### TAREFA PROPOSTA
No excerto sobre o "Prémio de Desempenho", porque é que esse prémio deve pagar contribuições para a Segurança Social? Explique em uma a três frases, com base apenas no que o excerto diz.

━━ EXCERTO CITADO

III - CONCLUSÃO FACE AOS FACTOS APURADOS
Face ao apurado entendemos que, em termos de direito, “Prémio de Desempenho” pago pelo A…………. aos seus trabalhadores, constitui base de incidência de contribuições para a Segurança Social, e isto por entendemos que aquela prestação subsume-se no conceito de remuneração estatuído no artigo 2.°, seu corpo e alínea d) do D.R. 12/83, de 12/02.
Ora, este nosso entendimento resulta do facto da alínea d) do artigo 2.º do citado D.R.: enumerar, a título exemplificativo, algumas prestações remuneratórias que estão sujeitas à taxa social única, situação que se verifica quando as empresas, contratualmente ou com base em usos por implementados, atribuem e pagam, regular e periodicamente, aos seus trabalhadores, como forma de os compensar por haverem atingido determinados objectivos ou resultados por si desejados. Na verdade, todas as situações referidas na citada alínea d) do artigo 2.º do DR 12/83, de 12/02, respeitam a prestações remuneratórias que as empresas decidem atribuir e pagar aos seus trabalhadores com o objectivo de incentivar/premiar/compensar pelo seu empenho no exercício das suas funções e pela sua contribuição na prossecução de objectivos ou resultados por si desejados.
Sendo este o sentido e alcance do normativo referido e sendo verdade, face ao apurado e pelos documentos juntos em anexo facultados pelo A…………, que é uso e costume, o mesmo, atribuir e pagar o “Prémio de Desempenho” a determinados trabalhadores, em resultado da política salarial e de incentivos implementada, não restam dúvidas que aquele “Prémio de Desempenho” se subsume, clara e inequivocamente naquele normativo.

━━━━
━━ DADOS GUARDADOS

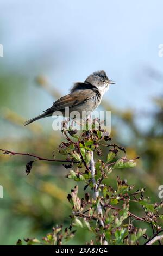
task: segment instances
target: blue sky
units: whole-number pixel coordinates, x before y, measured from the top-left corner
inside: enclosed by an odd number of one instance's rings
[[[104,69],[116,82],[105,99],[136,109],[150,109],[162,93],[162,80],[148,76],[151,68],[162,75],[161,0],[1,0],[0,10],[3,61],[32,81],[44,74],[65,94]],[[37,113],[53,101],[44,99]]]

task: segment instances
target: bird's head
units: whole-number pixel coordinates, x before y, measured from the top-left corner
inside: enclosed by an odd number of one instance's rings
[[[108,90],[110,84],[115,83],[115,82],[108,78],[104,70],[94,72],[87,77],[85,82],[96,86],[99,90],[103,91]]]

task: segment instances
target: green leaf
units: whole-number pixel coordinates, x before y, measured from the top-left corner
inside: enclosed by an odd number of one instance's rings
[[[78,218],[74,218],[73,219],[71,225],[73,227],[80,227],[80,228],[83,228],[83,224],[80,220]]]
[[[111,201],[110,201],[111,204],[118,204],[118,203],[119,203],[119,201],[116,198],[112,198],[112,199],[111,199]]]
[[[85,156],[85,162],[87,164],[89,163],[90,160],[91,159],[91,152],[89,151],[87,152],[86,156]]]
[[[139,229],[137,233],[134,233],[131,234],[131,245],[134,245],[137,241],[137,240],[143,235],[143,234],[146,231],[146,229],[141,229],[141,228]]]
[[[128,231],[126,229],[121,228],[120,230],[116,230],[115,233],[116,245],[123,245],[123,240],[128,235]]]
[[[114,164],[113,168],[114,169],[118,169],[123,168],[123,160],[121,159],[118,159],[116,163]]]
[[[88,230],[91,230],[91,228],[90,225],[89,221],[87,221],[85,218],[83,218],[82,220],[83,228],[86,228]]]
[[[22,241],[21,239],[18,239],[16,245],[22,245]]]
[[[81,148],[80,150],[81,150],[82,156],[84,158],[84,159],[85,159],[85,149],[84,148]]]
[[[109,152],[107,156],[107,163],[111,162],[113,159],[116,157],[115,154],[114,152]]]
[[[37,245],[41,243],[40,241],[39,241],[37,238],[33,238],[33,239],[26,239],[27,242],[27,245]]]

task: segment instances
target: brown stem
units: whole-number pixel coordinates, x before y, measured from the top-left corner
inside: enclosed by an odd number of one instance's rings
[[[145,245],[152,245],[153,243],[155,243],[157,241],[159,241],[160,242],[163,239],[163,235],[158,235],[155,236],[152,239],[151,239],[149,242],[146,243]]]
[[[14,151],[9,151],[9,150],[5,150],[4,149],[0,149],[0,151],[3,151],[4,154],[9,154],[11,156],[13,156],[14,155],[22,155],[24,156],[32,156],[33,157],[35,157],[39,159],[39,160],[49,161],[51,162],[64,162],[66,163],[79,163],[80,162],[79,161],[73,161],[73,160],[58,160],[58,159],[47,159],[47,158],[45,158],[45,157],[41,157],[40,156],[38,156],[35,155],[30,154],[30,153],[14,152]]]

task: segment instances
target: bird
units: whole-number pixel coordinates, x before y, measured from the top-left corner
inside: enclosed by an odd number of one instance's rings
[[[95,111],[99,105],[104,94],[109,90],[109,86],[115,84],[110,80],[104,70],[99,70],[90,75],[84,82],[76,82],[71,89],[70,93],[55,101],[53,106],[43,111],[43,113],[30,119],[24,123],[27,125],[37,120],[55,115],[60,112],[64,117],[66,108],[71,113],[89,113]],[[74,117],[74,118],[76,117]]]

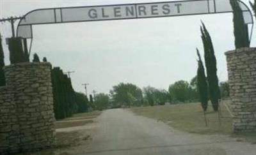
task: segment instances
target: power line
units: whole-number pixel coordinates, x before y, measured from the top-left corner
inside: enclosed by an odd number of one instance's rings
[[[92,92],[93,94],[93,98],[95,98],[97,91],[95,90],[93,90]]]
[[[14,29],[14,23],[16,22],[17,20],[22,19],[24,18],[25,17],[16,17],[16,16],[12,17],[12,16],[8,18],[0,19],[0,22],[10,22],[11,23],[12,36],[15,37],[15,31]]]
[[[86,84],[86,83],[82,84],[82,85],[84,86],[85,95],[86,96],[86,97],[87,97],[87,85],[89,85],[89,84]]]

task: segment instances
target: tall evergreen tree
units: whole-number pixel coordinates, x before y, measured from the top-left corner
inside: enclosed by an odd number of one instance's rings
[[[24,61],[26,62],[29,62],[29,54],[28,53],[28,43],[27,43],[27,39],[23,39],[23,45],[24,45]]]
[[[33,63],[39,63],[40,59],[37,54],[34,54],[34,59],[33,59]]]
[[[204,23],[202,23],[200,30],[204,48],[204,58],[209,87],[210,100],[213,109],[214,111],[218,111],[220,92],[218,85],[217,63],[214,54],[214,49],[211,36]]]
[[[204,64],[201,59],[199,50],[197,50],[197,55],[198,56],[198,69],[197,69],[197,89],[200,94],[201,106],[204,111],[207,110],[208,107],[208,85],[205,73],[204,70]]]
[[[11,64],[27,62],[23,50],[21,38],[12,37],[10,38],[8,45]]]
[[[46,57],[44,57],[43,58],[43,62],[44,62],[44,63],[46,63],[46,62],[47,62],[47,59],[46,59]]]
[[[4,55],[2,46],[2,36],[0,33],[0,86],[5,85],[4,72],[3,68],[4,66]]]
[[[248,26],[244,24],[243,10],[237,0],[230,0],[233,10],[234,34],[236,48],[249,47],[249,34]]]
[[[92,94],[90,94],[90,102],[91,103],[93,103],[93,98],[92,97]]]

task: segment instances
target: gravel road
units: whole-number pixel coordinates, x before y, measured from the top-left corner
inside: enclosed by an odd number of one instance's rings
[[[104,111],[97,119],[92,140],[74,148],[76,154],[255,155],[256,145],[221,135],[181,132],[124,109]]]

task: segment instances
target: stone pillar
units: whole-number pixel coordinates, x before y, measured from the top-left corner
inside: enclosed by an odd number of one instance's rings
[[[256,131],[256,48],[241,48],[225,54],[234,131]]]
[[[6,151],[26,152],[54,145],[55,119],[51,70],[51,65],[47,63],[24,63],[4,68],[5,89],[8,91],[4,94],[0,94],[0,98],[12,95],[9,100],[2,100],[3,103],[0,100],[0,106],[5,105],[6,107],[0,114],[2,116],[3,112],[5,112],[6,117],[10,117],[6,124],[11,126],[7,129],[11,131],[5,138],[9,140],[6,142],[9,145],[5,148]],[[15,117],[10,117],[11,113],[15,114]],[[3,124],[3,122],[0,123]]]

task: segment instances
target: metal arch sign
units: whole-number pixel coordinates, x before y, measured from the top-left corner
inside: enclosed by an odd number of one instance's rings
[[[249,8],[237,0],[245,24],[253,24]],[[33,38],[32,26],[78,22],[124,20],[232,12],[229,0],[188,0],[116,5],[44,8],[26,14],[17,36]],[[251,34],[252,37],[252,34]]]

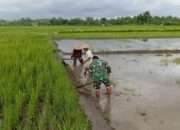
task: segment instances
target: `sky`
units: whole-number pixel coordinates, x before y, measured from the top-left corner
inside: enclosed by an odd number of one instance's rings
[[[0,0],[0,19],[134,16],[147,10],[180,17],[180,0]]]

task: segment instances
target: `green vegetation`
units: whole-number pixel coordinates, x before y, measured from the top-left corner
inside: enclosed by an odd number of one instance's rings
[[[0,129],[88,130],[50,35],[29,29],[0,31]]]
[[[149,11],[145,11],[137,16],[126,16],[117,18],[72,18],[65,19],[62,17],[51,19],[30,19],[21,18],[19,20],[0,20],[0,25],[180,25],[180,18],[173,16],[152,16]]]
[[[180,26],[6,26],[0,36],[0,129],[88,130],[52,39],[180,37]]]
[[[54,38],[180,38],[180,26],[122,25],[122,26],[38,26],[0,27],[4,33],[50,35]]]

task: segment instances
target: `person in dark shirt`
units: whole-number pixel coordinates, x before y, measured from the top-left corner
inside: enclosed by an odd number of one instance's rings
[[[79,60],[79,62],[83,64],[82,55],[83,55],[82,47],[80,45],[75,46],[71,55],[71,59],[73,59],[74,66],[77,65],[77,60]]]

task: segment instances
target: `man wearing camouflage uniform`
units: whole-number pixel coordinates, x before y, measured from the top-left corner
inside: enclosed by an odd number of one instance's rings
[[[109,96],[112,93],[112,87],[109,80],[111,67],[104,60],[100,60],[98,56],[93,57],[93,61],[89,66],[90,77],[96,88],[96,97],[100,96],[100,86],[103,83],[106,86],[106,91]]]

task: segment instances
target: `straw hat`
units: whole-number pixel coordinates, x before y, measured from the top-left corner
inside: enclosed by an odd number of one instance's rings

━━━━

### RESPOSTA
O prémio cabe no conceito de remuneração do artigo 2.º, corpo e alínea d), do D.R. 12/83, de 12/02. Essa alínea dá como exemplos as prestações que as empresas pagam de forma regular e periódica aos trabalhadores para os premiar pelo empenho e por atingirem objetivos ou resultados. Segundo o apurado e os documentos em anexo, é uso e costume atribuir e pagar este prémio a certos trabalhadores, em resultado da política salarial e de incentivos implementada.